Provided text:
- - - - - - -

# Magimix food processor



## ranrit (Dec 16, 2002)

I am interested in any information about the Magimix CUISINE SYSTEME 5100. It is a food processor made in France (that is what one British web site says) but it is very difficult to find any reviews of this item. Any feedback would be welcome. Thanks


----------



## mezzaluna (Aug 29, 2000)

I tried a google search. The site I found that may have a review is dooyoo.co.uk, a British site. It does have reviews, but the server was too busy when I tried a search there.


----------



## ranrit (Dec 16, 2002)

Mezzaluna,
Thank you for your reply, I was able to view the opinions for the Magimix and it has received stellar reviews. I am purchasing it now. My search engine didn't provide that website, so thanks again.


----------



## mezzaluna (Aug 29, 2000)

You're very welcome, Ranrit. Let us know how you like your new machine!


----------



## ranrit (Dec 16, 2002)

My new Magimix 5100 food processor is everything I hoped it would be. Fast, powerful and quiet. Well, more quiet than my old Krups machine. Didn't take long to slice open my thumb either. Very lethel those blades! I've been playing with it since it arrived on Saturday, also invited my neighbor for a "playdate" with the Magimix. She is also going to order one. That's all for now, I am looking for something to puree.


----------

- - - - - - -

Data for review:
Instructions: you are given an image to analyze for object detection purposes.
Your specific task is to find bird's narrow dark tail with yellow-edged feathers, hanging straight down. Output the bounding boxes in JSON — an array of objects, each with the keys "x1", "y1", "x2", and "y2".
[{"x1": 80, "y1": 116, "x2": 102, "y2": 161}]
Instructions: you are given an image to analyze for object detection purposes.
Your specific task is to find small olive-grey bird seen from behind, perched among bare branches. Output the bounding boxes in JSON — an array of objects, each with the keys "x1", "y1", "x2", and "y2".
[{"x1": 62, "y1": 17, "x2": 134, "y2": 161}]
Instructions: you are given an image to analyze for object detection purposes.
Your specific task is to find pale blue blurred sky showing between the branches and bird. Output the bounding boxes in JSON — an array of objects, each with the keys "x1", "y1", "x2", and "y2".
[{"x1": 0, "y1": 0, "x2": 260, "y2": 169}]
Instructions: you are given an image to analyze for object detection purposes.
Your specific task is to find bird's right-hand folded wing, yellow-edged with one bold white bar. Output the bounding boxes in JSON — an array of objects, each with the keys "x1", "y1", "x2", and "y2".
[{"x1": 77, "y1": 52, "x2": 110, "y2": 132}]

- - - - - - -

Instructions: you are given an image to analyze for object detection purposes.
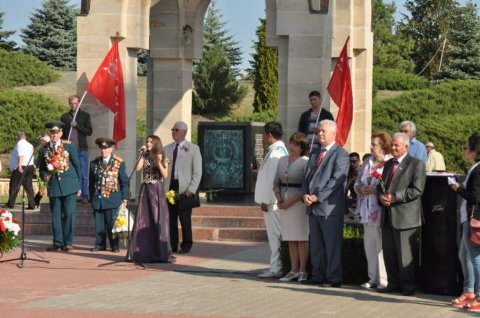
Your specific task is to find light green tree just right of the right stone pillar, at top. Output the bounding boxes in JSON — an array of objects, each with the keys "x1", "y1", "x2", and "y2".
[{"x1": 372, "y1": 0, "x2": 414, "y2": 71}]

- - - - - - -

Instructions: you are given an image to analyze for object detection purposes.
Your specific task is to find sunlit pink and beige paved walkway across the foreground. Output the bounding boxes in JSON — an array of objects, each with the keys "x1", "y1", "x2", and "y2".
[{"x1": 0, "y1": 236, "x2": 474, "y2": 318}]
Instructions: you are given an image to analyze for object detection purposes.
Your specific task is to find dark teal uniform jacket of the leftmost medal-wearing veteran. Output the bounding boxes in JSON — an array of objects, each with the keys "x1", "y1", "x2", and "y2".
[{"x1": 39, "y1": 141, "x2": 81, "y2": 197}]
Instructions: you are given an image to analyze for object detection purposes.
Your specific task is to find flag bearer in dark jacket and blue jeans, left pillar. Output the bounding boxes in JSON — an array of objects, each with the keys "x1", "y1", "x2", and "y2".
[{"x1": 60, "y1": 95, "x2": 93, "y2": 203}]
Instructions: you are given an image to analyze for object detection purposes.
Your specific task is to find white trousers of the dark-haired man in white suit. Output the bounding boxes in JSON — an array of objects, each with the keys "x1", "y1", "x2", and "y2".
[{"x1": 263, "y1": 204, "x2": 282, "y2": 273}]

- - - - - - -

What to work on: Set down, word for word, the part of the Magimix thread starting with "You're very welcome, Ranrit." and going on through "something to puree.".

Response to this exercise:
You're very welcome, Ranrit. Let us know how you like your new machine!


----------



## ranrit (Dec 16, 2002)

My new Magimix 5100 food processor is everything I hoped it would be. Fast, powerful and quiet. Well, more quiet than my old Krups machine. Didn't take long to slice open my thumb either. Very lethel those blades! I've been playing with it since it arrived on Saturday, also invited my neighbor for a "playdate" with the Magimix. She is also going to order one. That's all for now, I am looking for something to puree.